Directions for this task = Write out every record in full, exactly as written, please.

Source data =
-*-*-
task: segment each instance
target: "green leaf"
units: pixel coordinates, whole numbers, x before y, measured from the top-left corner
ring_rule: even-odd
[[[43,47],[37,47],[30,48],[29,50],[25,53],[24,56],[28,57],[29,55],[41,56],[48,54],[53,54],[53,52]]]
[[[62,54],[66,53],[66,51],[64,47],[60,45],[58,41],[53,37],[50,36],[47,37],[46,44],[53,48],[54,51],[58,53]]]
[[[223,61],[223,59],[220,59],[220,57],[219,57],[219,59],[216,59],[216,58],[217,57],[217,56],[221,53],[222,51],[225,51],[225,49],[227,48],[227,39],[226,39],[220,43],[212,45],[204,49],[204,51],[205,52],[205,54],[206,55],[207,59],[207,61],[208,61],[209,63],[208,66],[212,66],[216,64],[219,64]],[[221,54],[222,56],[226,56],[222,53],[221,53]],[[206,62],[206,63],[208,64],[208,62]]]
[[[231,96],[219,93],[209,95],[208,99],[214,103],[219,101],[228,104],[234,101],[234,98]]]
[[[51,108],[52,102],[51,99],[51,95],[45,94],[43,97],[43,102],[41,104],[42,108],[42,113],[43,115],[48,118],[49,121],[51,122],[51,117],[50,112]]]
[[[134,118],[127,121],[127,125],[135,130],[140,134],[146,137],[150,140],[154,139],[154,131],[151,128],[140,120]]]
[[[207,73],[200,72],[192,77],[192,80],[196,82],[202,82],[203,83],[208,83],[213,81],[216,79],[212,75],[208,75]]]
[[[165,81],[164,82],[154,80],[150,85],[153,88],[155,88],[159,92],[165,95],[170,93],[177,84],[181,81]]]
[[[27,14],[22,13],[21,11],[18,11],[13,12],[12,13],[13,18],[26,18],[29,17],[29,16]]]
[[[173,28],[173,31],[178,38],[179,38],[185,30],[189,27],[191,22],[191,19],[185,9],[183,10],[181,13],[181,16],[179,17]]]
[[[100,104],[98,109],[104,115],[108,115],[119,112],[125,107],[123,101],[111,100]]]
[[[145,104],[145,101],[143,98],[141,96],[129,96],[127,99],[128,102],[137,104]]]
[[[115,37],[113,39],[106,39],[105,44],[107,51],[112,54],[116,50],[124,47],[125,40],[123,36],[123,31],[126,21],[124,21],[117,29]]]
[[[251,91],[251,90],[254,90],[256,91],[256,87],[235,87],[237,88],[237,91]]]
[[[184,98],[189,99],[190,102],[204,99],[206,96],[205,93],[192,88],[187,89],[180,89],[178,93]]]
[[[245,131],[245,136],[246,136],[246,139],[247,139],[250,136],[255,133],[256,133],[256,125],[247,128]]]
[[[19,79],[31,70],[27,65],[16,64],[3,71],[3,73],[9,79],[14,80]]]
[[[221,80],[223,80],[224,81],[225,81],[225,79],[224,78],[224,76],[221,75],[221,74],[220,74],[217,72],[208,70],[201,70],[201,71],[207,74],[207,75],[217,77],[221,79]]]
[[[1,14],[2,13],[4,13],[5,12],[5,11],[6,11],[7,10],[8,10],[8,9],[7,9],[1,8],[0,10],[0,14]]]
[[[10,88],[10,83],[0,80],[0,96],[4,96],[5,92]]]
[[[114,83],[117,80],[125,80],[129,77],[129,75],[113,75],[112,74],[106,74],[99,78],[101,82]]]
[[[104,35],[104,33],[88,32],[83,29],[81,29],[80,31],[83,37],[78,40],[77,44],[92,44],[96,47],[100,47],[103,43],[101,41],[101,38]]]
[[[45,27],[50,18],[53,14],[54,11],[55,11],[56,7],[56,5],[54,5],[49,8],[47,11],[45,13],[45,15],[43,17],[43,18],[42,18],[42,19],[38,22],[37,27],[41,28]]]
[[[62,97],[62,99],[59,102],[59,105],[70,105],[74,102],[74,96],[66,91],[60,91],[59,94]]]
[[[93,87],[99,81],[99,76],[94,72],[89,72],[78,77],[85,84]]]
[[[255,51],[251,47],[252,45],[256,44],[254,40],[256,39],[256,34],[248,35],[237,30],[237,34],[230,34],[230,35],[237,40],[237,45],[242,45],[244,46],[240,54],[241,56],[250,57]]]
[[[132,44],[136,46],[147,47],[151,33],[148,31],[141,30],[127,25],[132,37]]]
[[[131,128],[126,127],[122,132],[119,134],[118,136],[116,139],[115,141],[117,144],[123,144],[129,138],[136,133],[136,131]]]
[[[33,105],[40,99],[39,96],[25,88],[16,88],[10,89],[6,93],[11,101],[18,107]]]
-*-*-
Task response =
task: segment each instance
target: "green leaf"
units: pixel coordinates, whole numbers, x before y, measured from the top-left corner
ring_rule: even-odd
[[[43,47],[37,47],[30,48],[29,50],[25,53],[24,56],[28,57],[29,55],[41,56],[48,54],[53,54],[53,52]]]
[[[62,54],[66,53],[66,51],[64,47],[60,45],[58,41],[53,37],[50,36],[47,37],[46,44],[53,48],[54,51],[58,53]]]
[[[223,61],[223,59],[220,59],[220,57],[219,57],[219,59],[216,59],[216,58],[217,57],[217,56],[221,53],[222,51],[225,51],[225,49],[227,48],[227,39],[226,39],[220,43],[212,45],[204,49],[204,51],[205,52],[205,54],[206,55],[207,59],[207,61],[208,61],[209,63],[208,66],[212,66],[216,64],[219,64]],[[221,54],[222,56],[226,56],[222,53],[221,53]],[[206,62],[206,63],[208,64],[208,62]]]
[[[231,96],[219,93],[209,95],[208,99],[214,103],[219,101],[228,104],[234,101],[234,98]]]
[[[51,108],[52,102],[51,99],[51,95],[45,94],[43,97],[43,102],[41,104],[42,108],[42,113],[43,115],[48,118],[49,121],[51,122],[51,117],[50,112]]]
[[[134,118],[127,121],[127,125],[135,130],[140,134],[146,137],[150,140],[154,139],[154,131],[151,128],[140,120]]]
[[[207,73],[200,72],[192,77],[192,80],[196,82],[202,82],[203,83],[208,83],[213,81],[216,79],[212,75],[208,75]]]
[[[165,81],[164,82],[154,80],[150,85],[153,88],[155,88],[159,92],[165,95],[170,93],[177,84],[181,81]]]
[[[27,14],[22,13],[21,11],[18,11],[13,12],[12,13],[13,18],[26,18],[29,17],[29,16]]]
[[[173,28],[173,31],[178,38],[179,38],[185,30],[189,27],[191,22],[191,19],[185,9],[183,10],[181,13],[181,16],[179,17]]]
[[[100,104],[98,109],[104,115],[108,115],[119,112],[125,107],[123,101],[111,100]]]
[[[145,104],[145,101],[143,98],[141,96],[129,96],[127,99],[128,102],[137,104]]]
[[[115,37],[113,39],[106,39],[105,44],[107,51],[112,54],[116,50],[124,47],[125,40],[123,36],[123,31],[126,21],[124,21],[117,29]]]
[[[251,91],[251,90],[254,90],[256,91],[256,87],[235,87],[237,88],[237,91]]]
[[[184,98],[189,99],[190,102],[204,99],[206,96],[205,93],[192,88],[187,89],[180,89],[178,93]]]
[[[245,131],[245,136],[246,136],[246,139],[247,139],[250,136],[255,133],[256,133],[256,125],[247,128]]]
[[[19,79],[31,70],[27,65],[16,64],[3,71],[3,73],[9,79],[14,80]]]
[[[221,80],[223,80],[224,81],[225,81],[225,79],[224,78],[224,76],[221,75],[221,74],[220,74],[217,72],[208,70],[201,70],[201,71],[207,74],[207,75],[217,77],[221,79]]]
[[[1,14],[2,13],[4,13],[5,12],[5,11],[6,11],[7,10],[8,10],[8,9],[7,9],[1,8],[0,10],[0,14]]]
[[[10,88],[10,83],[0,80],[0,96],[4,96],[5,92]]]
[[[114,83],[117,80],[125,80],[129,77],[129,75],[113,75],[112,74],[106,74],[99,78],[101,82]]]
[[[104,35],[104,33],[88,32],[83,29],[81,29],[80,31],[83,37],[78,40],[77,44],[92,44],[96,47],[100,47],[103,43],[101,41],[101,38]]]
[[[45,27],[50,18],[53,14],[54,11],[55,11],[56,7],[56,5],[54,5],[49,8],[47,11],[45,13],[45,15],[43,17],[43,18],[42,18],[42,19],[38,22],[37,27],[41,28]]]
[[[62,97],[62,99],[59,102],[59,105],[70,105],[74,102],[74,96],[66,91],[60,91],[59,94]]]
[[[93,87],[99,81],[99,76],[94,72],[89,72],[78,77],[85,84]]]
[[[255,51],[251,47],[252,45],[256,44],[254,40],[256,39],[256,34],[248,35],[237,30],[237,34],[230,34],[230,35],[237,40],[237,45],[242,45],[244,46],[240,54],[241,56],[250,57]]]
[[[132,44],[136,46],[147,47],[151,33],[148,31],[141,30],[127,25],[132,37]]]
[[[131,128],[126,127],[122,132],[119,134],[118,136],[116,139],[115,141],[117,144],[123,144],[129,138],[136,133],[136,131]]]
[[[33,105],[40,99],[39,96],[25,88],[16,88],[10,89],[6,93],[11,101],[18,107]]]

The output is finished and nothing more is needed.